INPUT DATA:
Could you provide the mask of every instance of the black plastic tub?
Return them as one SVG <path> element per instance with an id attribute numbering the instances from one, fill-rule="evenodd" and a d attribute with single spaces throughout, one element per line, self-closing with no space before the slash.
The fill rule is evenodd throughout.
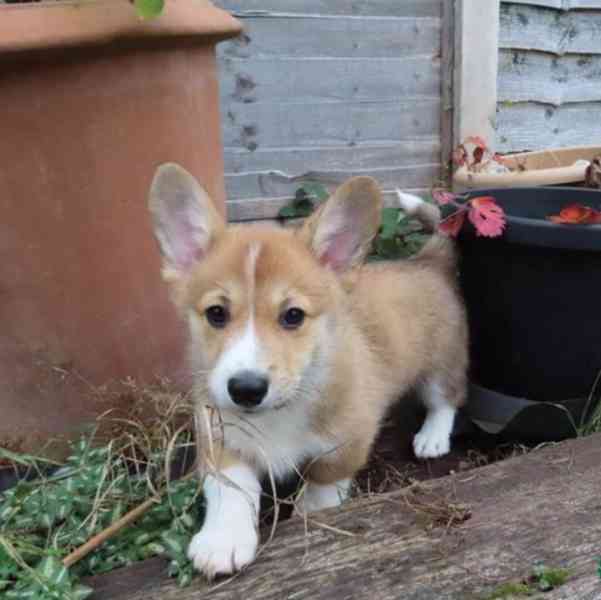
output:
<path id="1" fill-rule="evenodd" d="M 471 333 L 471 380 L 512 397 L 587 397 L 601 371 L 601 225 L 546 219 L 568 204 L 601 210 L 601 192 L 539 187 L 476 190 L 507 215 L 500 238 L 459 236 Z"/>

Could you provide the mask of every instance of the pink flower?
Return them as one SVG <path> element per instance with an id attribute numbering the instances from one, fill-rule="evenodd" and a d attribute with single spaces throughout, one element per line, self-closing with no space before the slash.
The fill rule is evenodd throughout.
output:
<path id="1" fill-rule="evenodd" d="M 457 198 L 457 194 L 445 192 L 444 190 L 433 190 L 432 198 L 436 200 L 439 206 L 443 206 L 444 204 L 454 203 Z"/>
<path id="2" fill-rule="evenodd" d="M 476 235 L 496 237 L 505 228 L 505 212 L 491 196 L 472 198 L 469 202 L 469 220 L 476 228 Z"/>

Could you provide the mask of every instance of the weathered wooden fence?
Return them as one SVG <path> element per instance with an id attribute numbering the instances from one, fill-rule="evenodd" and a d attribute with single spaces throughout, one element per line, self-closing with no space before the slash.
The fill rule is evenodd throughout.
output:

EXERCISE OBJECTIVE: With the line containing "Could you provide the mask of every instance of the weathered" as the start and the last line of the entries as the end, print that whole span exactly.

FINISHED TASK:
Could you provide the mask of every instance of the weathered wooden fence?
Return them as one SVG <path> element per instance with an id attribute numbering the instances from one, fill-rule="evenodd" and a d attribute with single spaces throughout, one element per line, self-closing with no space before the slash.
The fill rule is evenodd throughout.
output:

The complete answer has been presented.